Prompt: All entries below are to be set down again, identical to the source.

===== Data

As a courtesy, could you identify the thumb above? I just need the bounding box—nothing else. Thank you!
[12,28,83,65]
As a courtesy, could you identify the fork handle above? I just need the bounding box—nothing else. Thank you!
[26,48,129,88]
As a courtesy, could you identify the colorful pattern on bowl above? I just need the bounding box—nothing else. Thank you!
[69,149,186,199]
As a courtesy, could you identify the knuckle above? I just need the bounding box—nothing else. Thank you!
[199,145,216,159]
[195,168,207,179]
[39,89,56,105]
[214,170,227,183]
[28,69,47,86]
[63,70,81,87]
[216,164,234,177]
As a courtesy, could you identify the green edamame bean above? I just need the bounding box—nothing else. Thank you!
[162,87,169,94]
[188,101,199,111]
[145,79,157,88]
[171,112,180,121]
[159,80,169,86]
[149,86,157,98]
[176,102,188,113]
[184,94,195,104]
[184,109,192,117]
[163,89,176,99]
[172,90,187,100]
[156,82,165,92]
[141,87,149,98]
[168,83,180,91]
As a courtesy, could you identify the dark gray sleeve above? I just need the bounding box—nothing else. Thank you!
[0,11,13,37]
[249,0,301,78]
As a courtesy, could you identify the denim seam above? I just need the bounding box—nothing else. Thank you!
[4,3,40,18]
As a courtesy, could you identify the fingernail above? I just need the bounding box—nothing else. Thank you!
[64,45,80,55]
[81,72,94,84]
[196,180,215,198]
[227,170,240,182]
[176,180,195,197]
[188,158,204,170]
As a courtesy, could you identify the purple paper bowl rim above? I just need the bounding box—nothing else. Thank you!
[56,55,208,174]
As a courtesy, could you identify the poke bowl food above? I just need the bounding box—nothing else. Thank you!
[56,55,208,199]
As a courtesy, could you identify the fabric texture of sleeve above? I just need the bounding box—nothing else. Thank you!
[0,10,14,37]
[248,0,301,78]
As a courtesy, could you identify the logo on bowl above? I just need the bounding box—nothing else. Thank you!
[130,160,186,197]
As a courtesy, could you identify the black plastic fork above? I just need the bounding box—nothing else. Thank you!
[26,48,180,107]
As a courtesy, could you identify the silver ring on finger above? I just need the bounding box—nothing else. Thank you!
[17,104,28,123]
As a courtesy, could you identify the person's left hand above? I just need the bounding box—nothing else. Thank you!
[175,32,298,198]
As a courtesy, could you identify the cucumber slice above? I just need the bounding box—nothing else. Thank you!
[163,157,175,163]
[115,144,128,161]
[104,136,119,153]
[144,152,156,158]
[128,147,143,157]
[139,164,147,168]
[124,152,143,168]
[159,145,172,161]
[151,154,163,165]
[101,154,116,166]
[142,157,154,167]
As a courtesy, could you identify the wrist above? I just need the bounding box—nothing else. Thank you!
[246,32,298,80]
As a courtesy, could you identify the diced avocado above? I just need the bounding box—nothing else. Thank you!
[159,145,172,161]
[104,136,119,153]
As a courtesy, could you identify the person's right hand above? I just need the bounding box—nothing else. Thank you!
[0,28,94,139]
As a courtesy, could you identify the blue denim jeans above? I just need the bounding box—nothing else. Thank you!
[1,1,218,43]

==========

Response to this task:
As a courtesy, could you identify the thumb above? I just need the bounding box—nothing else. Thank you!
[12,28,83,65]
As a courtesy, could you identify the fork handle above? I just need the bounding box—nothing else. Thank you!
[26,48,129,88]
As a courtesy, could you identify the colorful pattern on bowl above? I just need the bounding box—nothing else. Thank you!
[69,149,186,199]
As a courtesy, could you identify the knuckle above? I just need the bounding box—nothing else. Thank you!
[199,145,216,159]
[195,168,207,179]
[39,89,56,105]
[214,170,227,183]
[28,69,47,86]
[63,70,81,87]
[216,164,234,177]
As a courtesy, could you identify the green edamame bean above? I just need the bounding box—nothing else. Thank you!
[162,87,169,94]
[188,101,199,111]
[145,79,157,88]
[171,112,180,121]
[159,80,169,86]
[149,86,157,98]
[176,102,188,113]
[184,94,195,104]
[184,109,192,117]
[163,89,176,99]
[172,90,187,100]
[156,82,165,92]
[141,87,149,98]
[168,83,180,91]
As a courtesy, could you identify the dark gray sleeve above? I just need the bounding box—nothing else. Thank you!
[0,11,13,37]
[249,0,301,78]
As a courtesy, could you identify the denim seam above? I just need the bounding box—nothing else. Thank you!
[4,3,40,18]
As a courtesy, could you identify the fingernail above? I just need the bounding box—nothing else. Thank you!
[64,45,80,55]
[81,72,94,84]
[196,180,215,198]
[227,170,240,182]
[176,180,195,197]
[188,158,204,170]
As a courtesy, could you identify the purple paper bowl rim above? I just need the bounding box—nothing else. Thank you!
[56,55,208,174]
As a courtesy, could you identify the poke bowl food above? I just need the bounding box—nothing else. Thank you!
[56,55,208,199]
As a courtesy, could you identify the fabric texture of sleeve above? I just need the bounding box—nothing else. Thank you!
[0,10,14,37]
[248,0,301,78]
As a courtesy, could you identify the logo on bowl above? I just need the bounding box—nothing else. Thank you!
[130,160,186,197]
As a courtesy, could you identify the black plastic fork above? I just need the bounding box—nothing else. Thank you!
[26,48,180,107]
As a courtesy, could you identify the silver ring on finger above? I just need the bounding box—nothing else. Thank you!
[17,104,28,123]
As a courtesy, could you identify the person's left hand above? I just need the bounding box—nothing else. Thank you!
[175,32,298,198]
As a courtesy, could you identify the cucumber slice above? I just need the bounding box—nothing else. Thank you!
[163,157,175,163]
[115,144,128,161]
[104,136,119,153]
[144,152,156,158]
[128,147,143,157]
[139,164,147,168]
[124,152,143,168]
[159,145,172,161]
[151,154,163,165]
[101,154,116,166]
[142,157,154,167]
As a courtesy, could you identify the wrist above? I just need the bounding box—nothing else. Thank you!
[246,32,298,80]
As a courtesy, could you identify the diced avocado above? I just need the bounding box—nothing else. Thank you!
[159,145,172,161]
[104,136,119,153]
As a courtesy, could you identify the person's right hand above? I just need the bounding box—nothing else. Thank you!
[0,28,94,139]
As a courtesy, could you identify the blue denim jeans above? I just need the bounding box—nothing else. Thank you!
[1,1,218,43]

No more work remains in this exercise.